WHAT TO DO:
Count the lines in the records that contain the string "jeans" and give only the number.

Point annotations for photos
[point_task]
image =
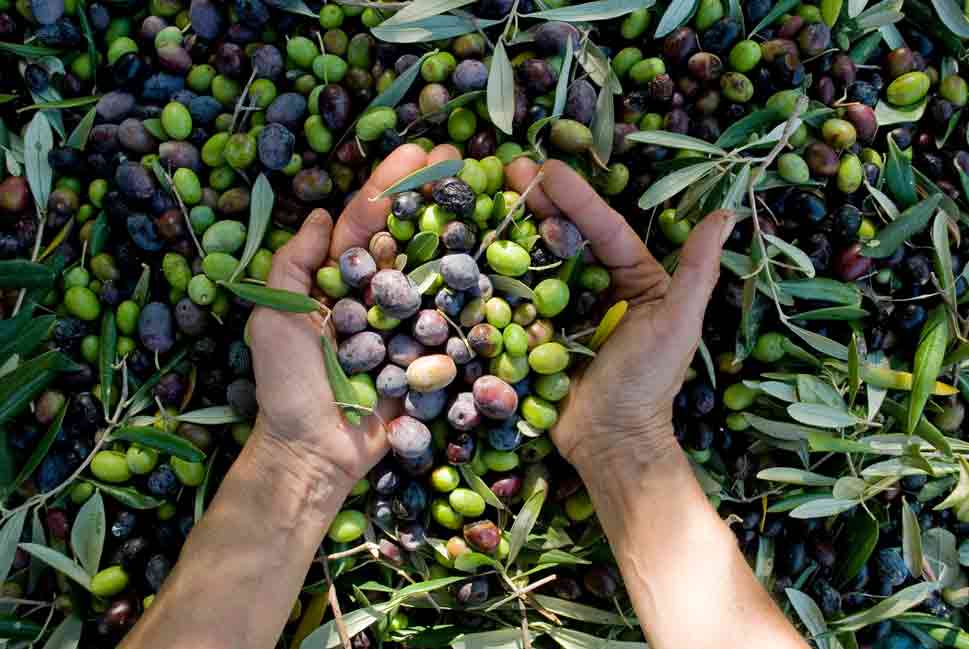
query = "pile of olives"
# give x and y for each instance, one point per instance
(164, 114)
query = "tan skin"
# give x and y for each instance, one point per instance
(244, 564)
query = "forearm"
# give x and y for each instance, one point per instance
(689, 583)
(243, 565)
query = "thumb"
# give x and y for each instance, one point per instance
(698, 270)
(295, 263)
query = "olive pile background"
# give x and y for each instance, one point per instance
(168, 122)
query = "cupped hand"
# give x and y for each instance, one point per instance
(621, 405)
(296, 406)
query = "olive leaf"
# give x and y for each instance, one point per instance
(422, 247)
(430, 29)
(524, 522)
(899, 177)
(429, 174)
(929, 354)
(273, 298)
(260, 212)
(604, 125)
(58, 562)
(9, 538)
(676, 14)
(87, 534)
(211, 416)
(511, 286)
(911, 540)
(343, 390)
(107, 353)
(591, 11)
(67, 635)
(672, 184)
(40, 451)
(398, 89)
(127, 496)
(789, 475)
(420, 9)
(38, 141)
(676, 141)
(952, 17)
(501, 90)
(150, 437)
(562, 86)
(78, 137)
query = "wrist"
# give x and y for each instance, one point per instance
(311, 482)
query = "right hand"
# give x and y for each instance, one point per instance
(621, 406)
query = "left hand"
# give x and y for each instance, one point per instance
(296, 405)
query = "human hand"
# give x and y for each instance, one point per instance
(296, 406)
(621, 406)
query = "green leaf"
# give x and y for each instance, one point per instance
(672, 184)
(952, 17)
(58, 562)
(591, 11)
(40, 451)
(343, 390)
(822, 508)
(781, 8)
(524, 522)
(425, 275)
(211, 416)
(420, 9)
(398, 89)
(260, 212)
(899, 177)
(511, 286)
(856, 546)
(815, 414)
(676, 141)
(18, 388)
(928, 364)
(128, 496)
(501, 90)
(676, 14)
(479, 486)
(273, 298)
(428, 174)
(160, 440)
(422, 247)
(9, 538)
(20, 273)
(789, 475)
(604, 124)
(78, 137)
(911, 540)
(792, 252)
(38, 141)
(67, 635)
(87, 534)
(430, 29)
(888, 608)
(576, 611)
(28, 51)
(107, 353)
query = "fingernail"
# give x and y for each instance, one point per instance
(729, 220)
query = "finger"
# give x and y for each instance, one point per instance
(519, 175)
(362, 218)
(612, 240)
(443, 152)
(295, 264)
(698, 269)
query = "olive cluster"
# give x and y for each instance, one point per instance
(481, 400)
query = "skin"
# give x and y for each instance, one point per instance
(265, 524)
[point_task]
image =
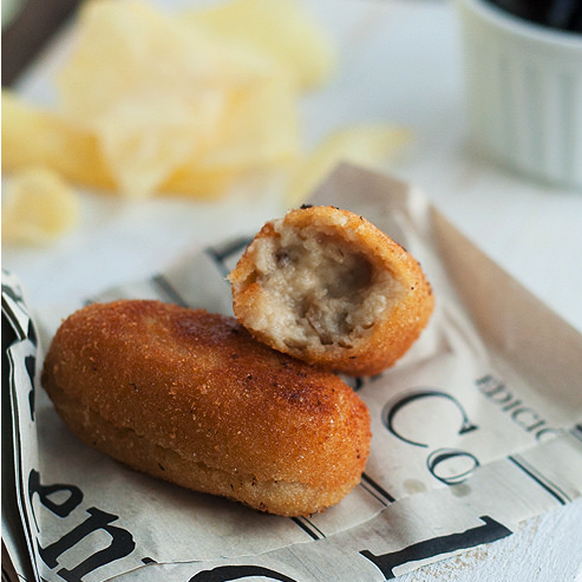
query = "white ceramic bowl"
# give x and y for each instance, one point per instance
(523, 86)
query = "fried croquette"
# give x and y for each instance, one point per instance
(326, 286)
(190, 397)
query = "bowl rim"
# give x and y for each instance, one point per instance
(518, 26)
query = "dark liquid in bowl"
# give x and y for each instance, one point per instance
(561, 14)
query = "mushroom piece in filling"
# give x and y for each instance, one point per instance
(316, 291)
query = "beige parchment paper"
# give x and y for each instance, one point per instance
(477, 428)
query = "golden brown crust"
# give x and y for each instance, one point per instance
(386, 300)
(191, 397)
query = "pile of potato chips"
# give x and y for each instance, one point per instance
(187, 103)
(181, 103)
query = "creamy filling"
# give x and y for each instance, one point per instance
(316, 291)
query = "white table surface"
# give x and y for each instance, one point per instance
(400, 62)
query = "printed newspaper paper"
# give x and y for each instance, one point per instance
(477, 428)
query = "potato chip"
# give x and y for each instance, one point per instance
(281, 28)
(32, 136)
(152, 89)
(39, 207)
(368, 145)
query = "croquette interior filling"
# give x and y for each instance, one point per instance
(316, 291)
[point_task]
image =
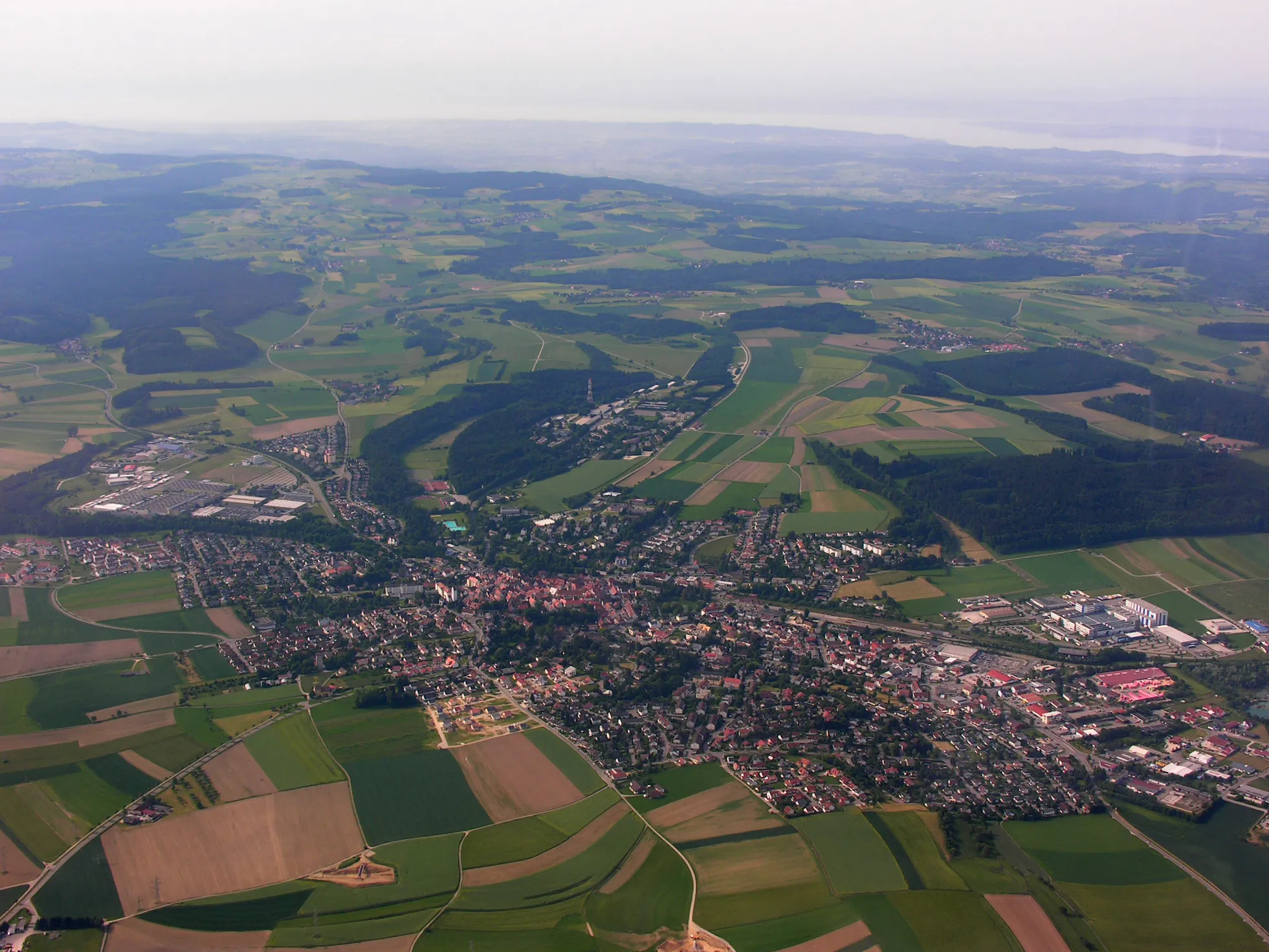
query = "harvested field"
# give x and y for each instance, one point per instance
(838, 940)
(573, 847)
(289, 428)
(230, 623)
(627, 870)
(28, 659)
(696, 805)
(149, 703)
(1027, 920)
(16, 869)
(861, 342)
(648, 471)
(955, 419)
(709, 493)
(237, 776)
(140, 936)
(909, 591)
(21, 459)
(146, 767)
(511, 777)
(91, 734)
(18, 604)
(749, 471)
(112, 612)
(234, 847)
(805, 409)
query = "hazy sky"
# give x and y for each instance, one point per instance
(268, 60)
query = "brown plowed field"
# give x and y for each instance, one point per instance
(289, 428)
(749, 471)
(150, 703)
(28, 659)
(16, 869)
(92, 734)
(140, 936)
(112, 612)
(18, 604)
(837, 940)
(575, 846)
(1027, 920)
(709, 493)
(148, 767)
(237, 776)
(627, 870)
(512, 777)
(697, 805)
(234, 847)
(648, 471)
(230, 623)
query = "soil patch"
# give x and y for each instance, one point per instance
(289, 428)
(237, 776)
(230, 623)
(140, 936)
(750, 471)
(637, 857)
(16, 869)
(709, 493)
(91, 734)
(648, 471)
(111, 612)
(146, 767)
(573, 847)
(838, 940)
(150, 703)
(28, 659)
(511, 777)
(18, 604)
(234, 847)
(1027, 920)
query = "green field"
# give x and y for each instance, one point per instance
(414, 795)
(549, 495)
(852, 853)
(656, 896)
(1217, 848)
(682, 782)
(571, 763)
(1092, 850)
(82, 887)
(118, 591)
(909, 838)
(292, 755)
(368, 734)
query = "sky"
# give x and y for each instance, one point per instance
(797, 61)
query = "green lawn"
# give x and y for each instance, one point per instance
(852, 852)
(414, 795)
(292, 755)
(571, 763)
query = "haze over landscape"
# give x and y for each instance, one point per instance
(610, 478)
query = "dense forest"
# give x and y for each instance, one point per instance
(821, 318)
(1027, 503)
(1048, 370)
(1193, 405)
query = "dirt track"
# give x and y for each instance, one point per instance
(237, 776)
(28, 659)
(234, 847)
(571, 847)
(1027, 920)
(512, 777)
(92, 734)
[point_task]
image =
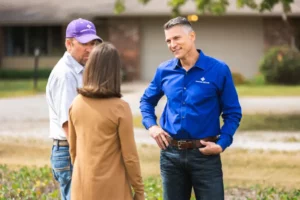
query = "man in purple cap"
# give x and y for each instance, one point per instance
(65, 78)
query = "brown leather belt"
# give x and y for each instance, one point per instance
(191, 144)
(62, 143)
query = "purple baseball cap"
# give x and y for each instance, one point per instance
(82, 30)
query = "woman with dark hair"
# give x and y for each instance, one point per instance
(102, 147)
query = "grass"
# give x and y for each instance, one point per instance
(268, 90)
(16, 88)
(258, 122)
(254, 174)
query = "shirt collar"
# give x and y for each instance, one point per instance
(75, 65)
(200, 63)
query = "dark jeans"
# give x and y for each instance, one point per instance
(182, 170)
(62, 169)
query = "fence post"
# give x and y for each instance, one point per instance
(36, 65)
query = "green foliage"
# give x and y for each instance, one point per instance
(27, 184)
(119, 6)
(38, 184)
(238, 78)
(281, 65)
(23, 74)
(216, 7)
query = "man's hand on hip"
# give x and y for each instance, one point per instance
(210, 148)
(160, 136)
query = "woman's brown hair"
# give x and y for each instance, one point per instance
(101, 77)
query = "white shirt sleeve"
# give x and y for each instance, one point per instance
(63, 95)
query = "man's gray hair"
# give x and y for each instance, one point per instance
(178, 21)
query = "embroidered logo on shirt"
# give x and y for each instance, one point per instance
(202, 80)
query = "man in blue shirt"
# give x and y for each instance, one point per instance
(199, 89)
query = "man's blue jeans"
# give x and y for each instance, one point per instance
(182, 170)
(62, 169)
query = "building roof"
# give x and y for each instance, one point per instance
(57, 11)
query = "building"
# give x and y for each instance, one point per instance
(239, 37)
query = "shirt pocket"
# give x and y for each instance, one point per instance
(203, 91)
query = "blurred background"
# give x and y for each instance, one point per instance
(259, 40)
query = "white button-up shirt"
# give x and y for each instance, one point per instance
(61, 89)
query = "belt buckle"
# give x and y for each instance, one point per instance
(179, 143)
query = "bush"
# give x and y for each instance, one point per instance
(238, 78)
(23, 74)
(281, 65)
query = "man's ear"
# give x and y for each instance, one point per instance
(192, 35)
(68, 44)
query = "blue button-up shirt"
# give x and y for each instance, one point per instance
(195, 100)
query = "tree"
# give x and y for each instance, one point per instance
(218, 7)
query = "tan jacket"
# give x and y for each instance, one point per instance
(103, 150)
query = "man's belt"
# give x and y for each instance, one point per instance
(191, 144)
(62, 143)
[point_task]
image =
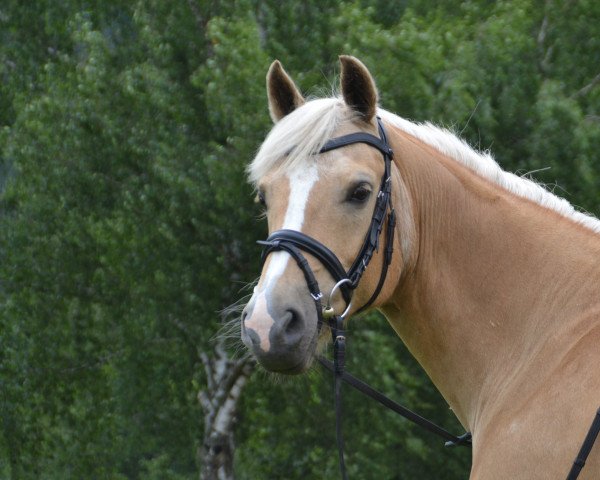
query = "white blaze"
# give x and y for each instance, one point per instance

FINAL RESULT:
2